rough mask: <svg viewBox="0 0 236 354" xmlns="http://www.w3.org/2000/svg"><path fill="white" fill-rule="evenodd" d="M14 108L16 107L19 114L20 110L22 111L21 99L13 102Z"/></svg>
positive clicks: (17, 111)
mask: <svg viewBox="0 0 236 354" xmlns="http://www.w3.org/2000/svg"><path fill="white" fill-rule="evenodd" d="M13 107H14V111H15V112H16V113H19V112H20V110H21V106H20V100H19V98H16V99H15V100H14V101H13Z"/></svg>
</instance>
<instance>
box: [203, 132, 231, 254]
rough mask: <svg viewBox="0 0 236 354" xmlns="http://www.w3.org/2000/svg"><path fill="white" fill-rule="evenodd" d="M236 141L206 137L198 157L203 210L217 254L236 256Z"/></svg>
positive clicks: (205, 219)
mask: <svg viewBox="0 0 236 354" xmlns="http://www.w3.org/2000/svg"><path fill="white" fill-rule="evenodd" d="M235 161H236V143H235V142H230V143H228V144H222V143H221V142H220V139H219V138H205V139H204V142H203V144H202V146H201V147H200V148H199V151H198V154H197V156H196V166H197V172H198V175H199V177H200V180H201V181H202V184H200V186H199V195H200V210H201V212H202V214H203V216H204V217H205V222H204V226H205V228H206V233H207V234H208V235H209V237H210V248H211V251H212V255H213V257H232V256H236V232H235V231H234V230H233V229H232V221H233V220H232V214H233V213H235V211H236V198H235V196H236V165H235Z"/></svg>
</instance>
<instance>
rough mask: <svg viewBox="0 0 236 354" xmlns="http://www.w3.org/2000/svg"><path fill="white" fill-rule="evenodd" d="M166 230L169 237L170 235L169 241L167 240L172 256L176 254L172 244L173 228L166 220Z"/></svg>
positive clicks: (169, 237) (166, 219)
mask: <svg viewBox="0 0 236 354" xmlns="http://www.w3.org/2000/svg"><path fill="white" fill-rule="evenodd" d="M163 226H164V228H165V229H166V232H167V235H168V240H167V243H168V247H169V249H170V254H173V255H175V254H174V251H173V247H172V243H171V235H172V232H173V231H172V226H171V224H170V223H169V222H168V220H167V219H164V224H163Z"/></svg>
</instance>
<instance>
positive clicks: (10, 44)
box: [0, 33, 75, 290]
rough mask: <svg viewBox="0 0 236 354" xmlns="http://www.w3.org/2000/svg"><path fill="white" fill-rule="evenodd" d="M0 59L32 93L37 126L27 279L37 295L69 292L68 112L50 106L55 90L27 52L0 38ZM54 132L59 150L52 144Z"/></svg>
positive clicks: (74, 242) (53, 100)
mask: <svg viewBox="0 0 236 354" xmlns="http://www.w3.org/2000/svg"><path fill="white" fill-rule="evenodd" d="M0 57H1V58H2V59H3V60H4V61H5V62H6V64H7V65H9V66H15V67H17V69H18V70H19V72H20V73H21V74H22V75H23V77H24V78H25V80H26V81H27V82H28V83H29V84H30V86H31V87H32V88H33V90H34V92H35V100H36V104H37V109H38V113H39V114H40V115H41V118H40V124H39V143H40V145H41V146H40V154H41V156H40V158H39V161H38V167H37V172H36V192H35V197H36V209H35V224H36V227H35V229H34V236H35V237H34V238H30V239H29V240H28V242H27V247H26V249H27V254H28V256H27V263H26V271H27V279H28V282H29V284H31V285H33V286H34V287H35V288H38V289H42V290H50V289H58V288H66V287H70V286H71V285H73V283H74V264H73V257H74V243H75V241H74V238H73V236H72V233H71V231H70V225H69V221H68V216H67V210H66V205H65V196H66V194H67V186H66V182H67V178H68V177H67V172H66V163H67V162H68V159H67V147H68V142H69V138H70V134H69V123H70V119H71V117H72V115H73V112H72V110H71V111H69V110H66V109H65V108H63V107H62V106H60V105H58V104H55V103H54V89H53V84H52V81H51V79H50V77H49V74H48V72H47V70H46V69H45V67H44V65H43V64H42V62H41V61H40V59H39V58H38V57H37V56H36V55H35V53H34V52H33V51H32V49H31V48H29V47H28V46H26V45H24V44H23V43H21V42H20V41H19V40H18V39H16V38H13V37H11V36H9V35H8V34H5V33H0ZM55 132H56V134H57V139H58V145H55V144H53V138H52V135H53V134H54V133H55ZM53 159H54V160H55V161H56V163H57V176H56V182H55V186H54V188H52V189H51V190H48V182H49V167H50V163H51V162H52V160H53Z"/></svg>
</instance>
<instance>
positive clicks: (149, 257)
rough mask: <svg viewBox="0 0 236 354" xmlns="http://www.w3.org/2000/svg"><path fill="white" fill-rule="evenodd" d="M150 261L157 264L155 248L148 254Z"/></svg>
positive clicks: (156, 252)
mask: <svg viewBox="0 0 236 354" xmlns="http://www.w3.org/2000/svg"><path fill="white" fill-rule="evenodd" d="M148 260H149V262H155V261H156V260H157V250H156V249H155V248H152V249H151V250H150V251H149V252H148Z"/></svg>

=-=-=-=-=

_HOW TO COMPLETE THIS TASK_
Please find every line in the material above that contains the string "positive" and copy each of those lines in full.

_RESULT OF THE EXERCISE_
positive clicks: (17, 111)
positive clicks: (205, 219)
positive clicks: (169, 237) (166, 219)
positive clicks: (10, 44)
positive clicks: (74, 242) (53, 100)
positive clicks: (149, 257)
positive clicks: (156, 252)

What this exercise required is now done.